Aim of the task> What comes next in the passage on the two metatheories of the nature–nurture debate? Write the next part, starting after its last sentence.

Selected passage>
▬▬▬

One of the major – if not the major – points of this book is that the nature–nurture debate continues to be fought along two battlefronts and that these two fronts represent different levels of analysis, that is, different metatheories. One metatheory reflects a belief that the life sciences, including the study of human development, can best be modeled using the same principles as those that work so well for the physical sciences, that is, a belief that complicated phenomena can best be understood as reflecting the cumulative effects of several antecedents each acting essentially independent of each other. The design and use of methodology allowing for the partitioning of variance into independent main effects is consistent with this worldview.

▬▬▬

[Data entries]
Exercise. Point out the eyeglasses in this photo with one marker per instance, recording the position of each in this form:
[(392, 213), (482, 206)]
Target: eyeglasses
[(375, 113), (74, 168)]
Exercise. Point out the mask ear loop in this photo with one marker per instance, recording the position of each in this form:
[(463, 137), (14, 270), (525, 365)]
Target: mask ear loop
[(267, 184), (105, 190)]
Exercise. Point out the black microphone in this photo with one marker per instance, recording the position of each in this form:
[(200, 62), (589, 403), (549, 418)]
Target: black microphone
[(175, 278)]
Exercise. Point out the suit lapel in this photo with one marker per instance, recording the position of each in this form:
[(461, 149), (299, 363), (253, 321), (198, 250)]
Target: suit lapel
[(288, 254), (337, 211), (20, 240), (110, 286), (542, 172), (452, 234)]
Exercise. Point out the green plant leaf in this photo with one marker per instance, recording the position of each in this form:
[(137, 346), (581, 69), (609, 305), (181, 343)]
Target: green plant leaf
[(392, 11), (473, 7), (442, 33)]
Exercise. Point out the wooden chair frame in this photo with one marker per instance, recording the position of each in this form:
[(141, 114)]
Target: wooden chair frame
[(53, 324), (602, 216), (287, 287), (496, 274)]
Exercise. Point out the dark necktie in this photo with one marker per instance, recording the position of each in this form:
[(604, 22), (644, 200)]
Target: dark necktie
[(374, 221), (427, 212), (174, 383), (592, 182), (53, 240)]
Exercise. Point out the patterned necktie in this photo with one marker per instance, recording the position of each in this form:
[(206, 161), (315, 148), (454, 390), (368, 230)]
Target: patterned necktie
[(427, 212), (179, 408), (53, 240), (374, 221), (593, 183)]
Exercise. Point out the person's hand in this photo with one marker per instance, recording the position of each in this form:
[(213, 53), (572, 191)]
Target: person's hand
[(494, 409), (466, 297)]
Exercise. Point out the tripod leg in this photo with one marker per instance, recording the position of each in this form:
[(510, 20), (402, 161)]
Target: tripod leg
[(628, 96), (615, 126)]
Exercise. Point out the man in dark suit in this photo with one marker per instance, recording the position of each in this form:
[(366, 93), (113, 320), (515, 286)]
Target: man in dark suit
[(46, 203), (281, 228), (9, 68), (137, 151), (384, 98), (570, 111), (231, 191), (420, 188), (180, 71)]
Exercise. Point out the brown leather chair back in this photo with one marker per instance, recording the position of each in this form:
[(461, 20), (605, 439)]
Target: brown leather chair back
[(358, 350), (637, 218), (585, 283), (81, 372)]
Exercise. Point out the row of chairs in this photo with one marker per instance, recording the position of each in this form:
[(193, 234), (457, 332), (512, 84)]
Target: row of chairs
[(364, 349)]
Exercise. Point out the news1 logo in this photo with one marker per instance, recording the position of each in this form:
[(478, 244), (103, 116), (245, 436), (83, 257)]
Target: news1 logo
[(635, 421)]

▬▬▬

Reply>
Scholars working within this reductionist metatheoretical tradition, such as those involved in the classic debate, typically reject the notion that there is a metatheoretical value reflected in their work. Rather, they argue that as empirical researchers (whether the focus is on nature or nurture), they are simply capturing what there is to be found with respect to the causes of human development and, further, that their research methods are neutral, that is, if the data show that it is possible to partition nature and nurture, it is so because it is possible to partition nature and nurture, not because the methodology artificially creates such a result. And finding evidence for such main effects, they report them, to both the scholarly community and to the general public. And so people picking up their morning papers (or iPads, as might be the case), read that scientists have found the God gene (Wade 2009), that bad driving might be genetic (McHughen et al. 2010), that political orientation might be genetic (Alford et al. 2005), and of course that the poor may not only be poorer than the rest of us but in some way might be genetically different as well (Rowe 2005).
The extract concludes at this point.